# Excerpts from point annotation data
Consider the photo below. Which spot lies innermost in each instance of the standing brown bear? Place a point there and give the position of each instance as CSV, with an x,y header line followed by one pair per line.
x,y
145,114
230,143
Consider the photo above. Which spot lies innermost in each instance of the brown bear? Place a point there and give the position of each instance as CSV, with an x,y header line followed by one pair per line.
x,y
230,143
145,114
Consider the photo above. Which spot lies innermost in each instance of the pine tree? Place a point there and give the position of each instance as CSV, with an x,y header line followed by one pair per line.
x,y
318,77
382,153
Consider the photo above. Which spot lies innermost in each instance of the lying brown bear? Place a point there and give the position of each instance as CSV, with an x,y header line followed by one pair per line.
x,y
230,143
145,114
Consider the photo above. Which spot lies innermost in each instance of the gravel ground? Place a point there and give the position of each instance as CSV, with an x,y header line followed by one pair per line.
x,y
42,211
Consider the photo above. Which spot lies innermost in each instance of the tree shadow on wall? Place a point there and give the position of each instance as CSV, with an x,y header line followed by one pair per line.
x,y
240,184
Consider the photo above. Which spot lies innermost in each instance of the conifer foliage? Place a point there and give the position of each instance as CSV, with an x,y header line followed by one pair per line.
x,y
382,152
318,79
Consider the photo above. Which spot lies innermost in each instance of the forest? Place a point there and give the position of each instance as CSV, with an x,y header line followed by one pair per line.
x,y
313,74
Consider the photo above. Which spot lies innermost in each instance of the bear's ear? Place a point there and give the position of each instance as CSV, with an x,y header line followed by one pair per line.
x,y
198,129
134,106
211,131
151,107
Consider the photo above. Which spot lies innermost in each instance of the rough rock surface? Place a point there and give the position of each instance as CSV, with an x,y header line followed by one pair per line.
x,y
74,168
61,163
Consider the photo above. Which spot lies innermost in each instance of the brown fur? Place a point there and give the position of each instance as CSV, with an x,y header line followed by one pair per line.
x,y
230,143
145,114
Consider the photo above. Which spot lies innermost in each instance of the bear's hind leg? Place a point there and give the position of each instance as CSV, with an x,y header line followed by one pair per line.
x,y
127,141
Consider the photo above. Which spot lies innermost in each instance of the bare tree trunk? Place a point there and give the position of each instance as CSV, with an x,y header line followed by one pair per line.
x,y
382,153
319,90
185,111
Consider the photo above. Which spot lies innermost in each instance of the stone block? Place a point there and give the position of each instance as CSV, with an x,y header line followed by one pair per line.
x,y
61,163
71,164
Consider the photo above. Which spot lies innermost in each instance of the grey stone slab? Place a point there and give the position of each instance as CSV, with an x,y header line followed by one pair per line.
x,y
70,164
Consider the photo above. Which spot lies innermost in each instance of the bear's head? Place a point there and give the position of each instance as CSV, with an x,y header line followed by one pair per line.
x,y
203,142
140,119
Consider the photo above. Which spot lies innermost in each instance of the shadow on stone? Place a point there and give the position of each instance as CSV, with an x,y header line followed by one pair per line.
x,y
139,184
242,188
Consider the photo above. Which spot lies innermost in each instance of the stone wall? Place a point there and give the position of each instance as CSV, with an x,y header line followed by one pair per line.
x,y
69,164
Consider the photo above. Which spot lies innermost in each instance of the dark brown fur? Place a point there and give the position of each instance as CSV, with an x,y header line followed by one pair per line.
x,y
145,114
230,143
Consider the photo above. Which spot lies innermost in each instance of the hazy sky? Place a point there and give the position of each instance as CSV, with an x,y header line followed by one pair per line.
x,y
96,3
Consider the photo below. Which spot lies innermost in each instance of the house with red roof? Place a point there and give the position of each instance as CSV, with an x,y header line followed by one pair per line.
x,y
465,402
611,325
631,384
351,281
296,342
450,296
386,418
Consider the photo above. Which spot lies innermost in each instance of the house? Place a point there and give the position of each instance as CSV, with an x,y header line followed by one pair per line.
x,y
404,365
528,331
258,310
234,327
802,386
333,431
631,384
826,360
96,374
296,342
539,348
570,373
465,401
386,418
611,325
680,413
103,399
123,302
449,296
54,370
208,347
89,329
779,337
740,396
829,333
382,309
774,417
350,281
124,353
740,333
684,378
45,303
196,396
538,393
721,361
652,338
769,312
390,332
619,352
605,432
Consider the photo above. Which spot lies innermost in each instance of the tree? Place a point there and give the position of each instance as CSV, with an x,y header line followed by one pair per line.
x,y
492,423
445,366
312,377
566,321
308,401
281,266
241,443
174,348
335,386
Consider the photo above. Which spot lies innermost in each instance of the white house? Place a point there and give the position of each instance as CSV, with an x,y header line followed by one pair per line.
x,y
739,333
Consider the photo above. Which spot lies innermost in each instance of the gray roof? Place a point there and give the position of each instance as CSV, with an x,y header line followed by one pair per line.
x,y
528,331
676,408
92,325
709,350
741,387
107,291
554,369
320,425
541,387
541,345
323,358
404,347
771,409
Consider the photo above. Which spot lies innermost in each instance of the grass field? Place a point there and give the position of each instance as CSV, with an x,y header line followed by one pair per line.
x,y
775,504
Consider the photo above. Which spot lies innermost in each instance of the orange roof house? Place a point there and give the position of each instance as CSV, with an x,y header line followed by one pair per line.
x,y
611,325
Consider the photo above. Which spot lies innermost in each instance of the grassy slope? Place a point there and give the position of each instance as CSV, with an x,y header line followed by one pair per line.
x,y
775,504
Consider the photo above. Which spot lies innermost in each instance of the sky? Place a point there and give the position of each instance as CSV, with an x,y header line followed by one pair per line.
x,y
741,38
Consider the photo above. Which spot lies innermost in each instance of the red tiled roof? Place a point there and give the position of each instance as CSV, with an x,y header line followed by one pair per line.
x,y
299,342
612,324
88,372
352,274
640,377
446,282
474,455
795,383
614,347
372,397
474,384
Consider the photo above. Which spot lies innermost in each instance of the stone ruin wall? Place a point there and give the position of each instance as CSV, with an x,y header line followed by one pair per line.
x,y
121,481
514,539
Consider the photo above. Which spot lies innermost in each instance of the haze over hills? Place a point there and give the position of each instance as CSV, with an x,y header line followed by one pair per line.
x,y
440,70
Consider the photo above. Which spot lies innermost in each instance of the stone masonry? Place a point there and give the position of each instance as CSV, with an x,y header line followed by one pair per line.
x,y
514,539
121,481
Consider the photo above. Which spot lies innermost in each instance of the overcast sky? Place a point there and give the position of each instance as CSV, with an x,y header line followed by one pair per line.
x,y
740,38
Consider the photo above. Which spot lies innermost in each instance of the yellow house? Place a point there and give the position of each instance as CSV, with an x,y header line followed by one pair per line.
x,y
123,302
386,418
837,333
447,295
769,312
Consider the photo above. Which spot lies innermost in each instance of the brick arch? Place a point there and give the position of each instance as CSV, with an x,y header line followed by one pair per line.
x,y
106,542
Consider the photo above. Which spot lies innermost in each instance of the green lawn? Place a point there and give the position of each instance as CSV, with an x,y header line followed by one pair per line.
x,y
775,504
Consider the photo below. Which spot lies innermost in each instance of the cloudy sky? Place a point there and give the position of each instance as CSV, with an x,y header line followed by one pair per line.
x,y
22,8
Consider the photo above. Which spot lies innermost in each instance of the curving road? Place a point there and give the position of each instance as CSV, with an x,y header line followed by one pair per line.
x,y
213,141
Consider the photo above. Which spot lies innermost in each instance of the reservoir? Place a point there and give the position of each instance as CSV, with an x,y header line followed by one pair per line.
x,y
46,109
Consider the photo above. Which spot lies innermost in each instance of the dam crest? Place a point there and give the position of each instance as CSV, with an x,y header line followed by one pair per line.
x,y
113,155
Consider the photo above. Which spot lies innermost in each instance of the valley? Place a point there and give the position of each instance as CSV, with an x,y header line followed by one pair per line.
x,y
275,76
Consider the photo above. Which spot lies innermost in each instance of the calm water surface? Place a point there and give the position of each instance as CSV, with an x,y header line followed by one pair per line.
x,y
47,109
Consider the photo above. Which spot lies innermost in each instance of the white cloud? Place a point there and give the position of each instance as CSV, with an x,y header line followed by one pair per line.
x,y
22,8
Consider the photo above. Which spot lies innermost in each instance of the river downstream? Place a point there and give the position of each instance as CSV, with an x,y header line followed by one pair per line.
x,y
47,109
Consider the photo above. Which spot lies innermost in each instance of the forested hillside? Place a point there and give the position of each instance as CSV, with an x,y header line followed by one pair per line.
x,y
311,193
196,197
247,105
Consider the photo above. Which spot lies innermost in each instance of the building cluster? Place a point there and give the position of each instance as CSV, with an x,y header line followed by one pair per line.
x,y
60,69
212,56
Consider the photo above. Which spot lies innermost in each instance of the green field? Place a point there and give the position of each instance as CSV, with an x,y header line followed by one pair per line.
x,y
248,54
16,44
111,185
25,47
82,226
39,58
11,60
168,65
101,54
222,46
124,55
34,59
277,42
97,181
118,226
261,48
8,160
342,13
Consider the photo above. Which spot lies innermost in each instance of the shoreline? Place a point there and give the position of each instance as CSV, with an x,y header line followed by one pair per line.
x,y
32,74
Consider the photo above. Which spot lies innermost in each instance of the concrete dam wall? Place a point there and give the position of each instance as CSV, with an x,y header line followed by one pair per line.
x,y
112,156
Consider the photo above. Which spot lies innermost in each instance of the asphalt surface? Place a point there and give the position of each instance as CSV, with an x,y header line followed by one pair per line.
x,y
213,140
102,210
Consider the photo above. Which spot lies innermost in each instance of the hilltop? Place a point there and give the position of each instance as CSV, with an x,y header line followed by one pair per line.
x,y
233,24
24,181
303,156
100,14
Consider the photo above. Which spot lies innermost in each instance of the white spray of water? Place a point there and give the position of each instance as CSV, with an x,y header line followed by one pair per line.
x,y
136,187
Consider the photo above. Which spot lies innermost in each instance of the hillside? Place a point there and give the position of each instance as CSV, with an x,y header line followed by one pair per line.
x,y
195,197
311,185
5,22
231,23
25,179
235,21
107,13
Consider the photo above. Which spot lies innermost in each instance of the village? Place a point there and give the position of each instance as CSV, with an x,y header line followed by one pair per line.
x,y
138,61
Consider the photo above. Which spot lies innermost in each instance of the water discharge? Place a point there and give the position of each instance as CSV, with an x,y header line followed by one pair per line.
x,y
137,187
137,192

==

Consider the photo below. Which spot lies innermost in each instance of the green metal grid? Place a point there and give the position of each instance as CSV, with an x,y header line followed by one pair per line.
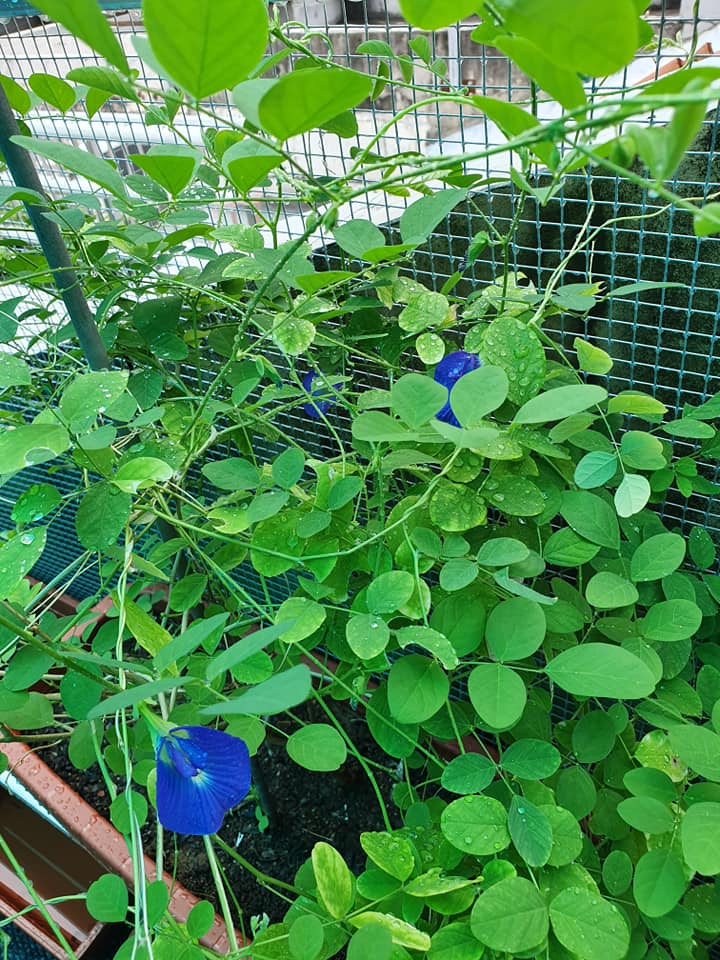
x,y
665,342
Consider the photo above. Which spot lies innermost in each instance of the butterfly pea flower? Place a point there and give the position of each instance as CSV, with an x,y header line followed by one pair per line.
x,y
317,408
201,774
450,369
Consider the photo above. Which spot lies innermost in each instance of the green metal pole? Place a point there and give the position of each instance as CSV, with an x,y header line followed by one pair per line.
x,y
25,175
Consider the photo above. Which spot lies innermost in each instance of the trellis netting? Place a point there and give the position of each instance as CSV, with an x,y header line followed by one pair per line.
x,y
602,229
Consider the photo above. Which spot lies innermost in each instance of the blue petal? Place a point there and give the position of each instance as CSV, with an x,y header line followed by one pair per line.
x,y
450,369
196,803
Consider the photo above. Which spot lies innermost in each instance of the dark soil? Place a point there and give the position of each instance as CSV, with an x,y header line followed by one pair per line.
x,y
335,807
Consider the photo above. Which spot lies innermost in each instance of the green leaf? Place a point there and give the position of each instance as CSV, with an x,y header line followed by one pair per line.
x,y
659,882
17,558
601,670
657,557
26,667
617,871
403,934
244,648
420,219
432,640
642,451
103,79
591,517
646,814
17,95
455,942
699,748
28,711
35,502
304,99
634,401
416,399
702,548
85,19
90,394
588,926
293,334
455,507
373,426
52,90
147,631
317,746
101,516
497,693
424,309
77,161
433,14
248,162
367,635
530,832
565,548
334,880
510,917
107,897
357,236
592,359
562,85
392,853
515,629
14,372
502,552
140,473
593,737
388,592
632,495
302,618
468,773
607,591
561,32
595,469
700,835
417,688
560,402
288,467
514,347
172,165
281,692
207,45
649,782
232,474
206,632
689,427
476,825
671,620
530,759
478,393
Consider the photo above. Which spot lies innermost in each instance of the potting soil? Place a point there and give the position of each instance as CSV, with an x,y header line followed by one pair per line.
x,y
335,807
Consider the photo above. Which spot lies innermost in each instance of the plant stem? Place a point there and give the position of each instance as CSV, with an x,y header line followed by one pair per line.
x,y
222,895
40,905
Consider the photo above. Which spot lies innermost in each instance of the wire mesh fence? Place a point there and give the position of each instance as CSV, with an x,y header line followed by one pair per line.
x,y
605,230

# Problem to work on
Gather every line of the entries above that contains the string "water", treating uppercase and lowercase letters as different.

# Reply
Consider the photo above. Which spot lies innermost in each instance of the calm water surface? Place a point there and give the position of each instance as CSV, with an x,y header line followed by one pair per line.
Consider the photo above. Which spot lies innermost in each instance of the white spray of water? Place a point there and give the position of each instance as CSV, with an x,y header line followed by one pair per line.
Consider the photo above. Which spot lies innermost in each instance of the water discharge? Place a point there and give the position of each instance as CSV, with an x,y header line followed by one pair per line.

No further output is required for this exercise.